_DATA SUPPLIED_.
········
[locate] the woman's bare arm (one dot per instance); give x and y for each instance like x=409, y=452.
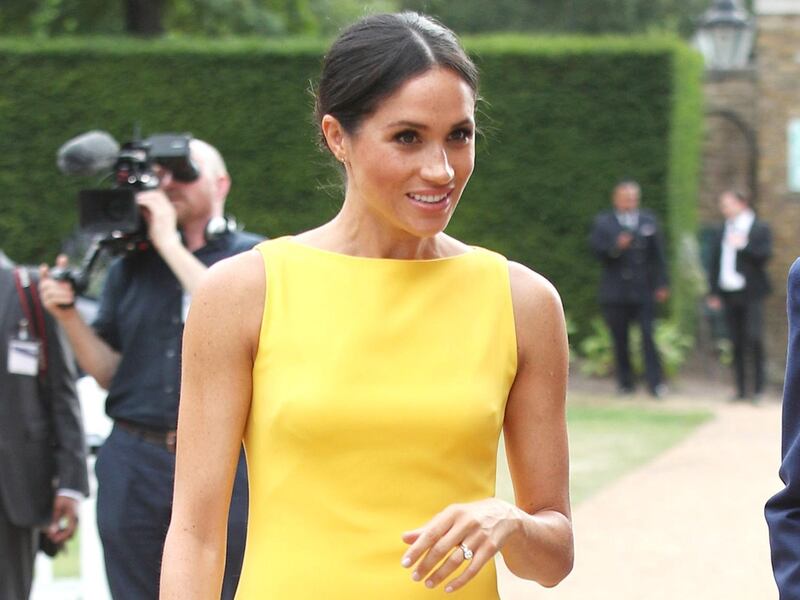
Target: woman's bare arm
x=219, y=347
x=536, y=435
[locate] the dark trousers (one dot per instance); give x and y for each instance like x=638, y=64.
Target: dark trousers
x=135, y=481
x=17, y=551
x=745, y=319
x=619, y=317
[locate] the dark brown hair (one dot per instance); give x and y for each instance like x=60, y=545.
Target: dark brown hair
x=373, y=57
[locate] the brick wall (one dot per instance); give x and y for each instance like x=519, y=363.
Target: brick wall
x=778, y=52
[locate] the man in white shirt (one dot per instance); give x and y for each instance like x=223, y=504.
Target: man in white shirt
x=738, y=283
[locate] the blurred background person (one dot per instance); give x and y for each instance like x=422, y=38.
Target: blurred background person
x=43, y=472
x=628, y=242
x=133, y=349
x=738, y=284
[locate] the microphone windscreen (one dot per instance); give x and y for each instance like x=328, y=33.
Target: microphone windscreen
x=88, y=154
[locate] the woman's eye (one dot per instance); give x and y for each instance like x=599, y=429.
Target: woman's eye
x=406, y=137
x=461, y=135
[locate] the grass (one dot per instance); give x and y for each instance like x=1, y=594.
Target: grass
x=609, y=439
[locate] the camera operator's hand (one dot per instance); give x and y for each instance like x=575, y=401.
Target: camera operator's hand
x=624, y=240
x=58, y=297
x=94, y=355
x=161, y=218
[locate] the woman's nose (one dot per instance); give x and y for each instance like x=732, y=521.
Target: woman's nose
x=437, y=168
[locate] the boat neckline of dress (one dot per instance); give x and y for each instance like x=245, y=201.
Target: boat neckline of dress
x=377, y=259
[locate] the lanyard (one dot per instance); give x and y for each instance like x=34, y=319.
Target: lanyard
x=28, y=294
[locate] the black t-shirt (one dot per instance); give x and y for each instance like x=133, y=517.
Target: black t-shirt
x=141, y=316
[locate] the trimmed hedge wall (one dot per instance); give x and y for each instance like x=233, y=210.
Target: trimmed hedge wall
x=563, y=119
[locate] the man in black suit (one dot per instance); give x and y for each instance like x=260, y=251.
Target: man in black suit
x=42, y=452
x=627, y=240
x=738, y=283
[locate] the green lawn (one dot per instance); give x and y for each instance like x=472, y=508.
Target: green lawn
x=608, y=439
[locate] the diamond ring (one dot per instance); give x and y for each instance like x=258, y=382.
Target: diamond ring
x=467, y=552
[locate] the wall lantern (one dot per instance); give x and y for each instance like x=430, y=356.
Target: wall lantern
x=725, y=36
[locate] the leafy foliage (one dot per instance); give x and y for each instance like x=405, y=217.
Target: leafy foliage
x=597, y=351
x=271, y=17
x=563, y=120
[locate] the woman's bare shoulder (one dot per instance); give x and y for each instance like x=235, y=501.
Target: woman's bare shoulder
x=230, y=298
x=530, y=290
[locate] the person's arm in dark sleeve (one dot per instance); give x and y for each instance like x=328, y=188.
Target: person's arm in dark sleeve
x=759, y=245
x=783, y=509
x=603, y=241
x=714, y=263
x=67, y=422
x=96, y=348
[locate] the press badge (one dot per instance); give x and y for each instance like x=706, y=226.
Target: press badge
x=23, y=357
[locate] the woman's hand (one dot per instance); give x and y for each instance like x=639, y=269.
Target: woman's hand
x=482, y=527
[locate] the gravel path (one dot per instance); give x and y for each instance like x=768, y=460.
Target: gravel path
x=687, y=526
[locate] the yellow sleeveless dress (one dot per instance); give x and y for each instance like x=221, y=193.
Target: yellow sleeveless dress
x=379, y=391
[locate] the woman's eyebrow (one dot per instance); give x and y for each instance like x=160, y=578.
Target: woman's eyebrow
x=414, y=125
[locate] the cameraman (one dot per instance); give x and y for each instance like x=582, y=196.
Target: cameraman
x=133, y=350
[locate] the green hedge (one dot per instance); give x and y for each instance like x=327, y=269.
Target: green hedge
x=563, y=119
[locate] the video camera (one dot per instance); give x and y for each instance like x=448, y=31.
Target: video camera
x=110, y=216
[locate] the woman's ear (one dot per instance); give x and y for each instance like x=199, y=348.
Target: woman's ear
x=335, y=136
········
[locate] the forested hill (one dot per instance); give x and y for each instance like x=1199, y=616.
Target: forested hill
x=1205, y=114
········
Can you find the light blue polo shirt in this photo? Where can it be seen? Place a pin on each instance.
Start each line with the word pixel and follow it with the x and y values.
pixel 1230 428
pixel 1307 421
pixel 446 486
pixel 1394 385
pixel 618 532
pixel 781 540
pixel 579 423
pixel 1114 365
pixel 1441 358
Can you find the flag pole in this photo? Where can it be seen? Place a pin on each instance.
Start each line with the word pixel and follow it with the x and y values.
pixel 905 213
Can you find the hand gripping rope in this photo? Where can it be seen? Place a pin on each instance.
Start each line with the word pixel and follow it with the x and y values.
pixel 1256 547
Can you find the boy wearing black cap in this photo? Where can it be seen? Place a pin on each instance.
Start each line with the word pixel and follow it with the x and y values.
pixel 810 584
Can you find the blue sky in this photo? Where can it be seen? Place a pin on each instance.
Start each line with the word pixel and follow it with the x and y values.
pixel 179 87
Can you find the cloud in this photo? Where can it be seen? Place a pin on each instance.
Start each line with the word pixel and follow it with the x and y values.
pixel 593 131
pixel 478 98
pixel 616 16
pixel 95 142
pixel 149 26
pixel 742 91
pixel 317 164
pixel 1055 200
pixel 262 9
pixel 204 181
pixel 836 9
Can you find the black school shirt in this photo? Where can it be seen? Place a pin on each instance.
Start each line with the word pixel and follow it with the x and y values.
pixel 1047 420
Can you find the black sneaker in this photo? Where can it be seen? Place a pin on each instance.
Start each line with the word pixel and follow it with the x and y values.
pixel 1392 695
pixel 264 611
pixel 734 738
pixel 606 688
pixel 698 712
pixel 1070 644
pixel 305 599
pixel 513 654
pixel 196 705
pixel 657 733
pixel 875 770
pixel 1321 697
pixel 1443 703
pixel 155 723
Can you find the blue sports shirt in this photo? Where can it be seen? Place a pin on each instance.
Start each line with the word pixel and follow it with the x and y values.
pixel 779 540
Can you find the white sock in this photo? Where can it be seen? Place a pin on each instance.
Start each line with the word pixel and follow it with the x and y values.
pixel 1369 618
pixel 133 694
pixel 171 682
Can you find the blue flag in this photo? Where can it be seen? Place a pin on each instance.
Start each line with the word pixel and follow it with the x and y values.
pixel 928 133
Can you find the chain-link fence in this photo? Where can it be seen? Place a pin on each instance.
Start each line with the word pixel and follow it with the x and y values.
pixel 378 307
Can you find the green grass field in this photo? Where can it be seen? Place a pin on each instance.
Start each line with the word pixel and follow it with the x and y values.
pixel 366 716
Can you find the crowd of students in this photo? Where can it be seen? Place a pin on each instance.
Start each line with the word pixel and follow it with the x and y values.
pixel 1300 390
········
_TASK STATEMENT_. In the listing above, find the line with "Can you find the boy" and the line with "Can you find the cloud"; output exactly those lines and all lines between them.

_ANSWER FOR THIS EXERCISE_.
Can you find the boy wearing black cap in this photo? Where can it be seen? Place a pin on each instance.
Start each line with the word pixel and follow it with the x and y values.
pixel 810 584
Can you find the blue sky in this photo? Where can it be seen? Place a pin on each instance.
Start each line with the word pixel and follow it with the x and y values.
pixel 179 87
Can you find the cloud in this photo? Where can it be seen? Place a pin on each instance.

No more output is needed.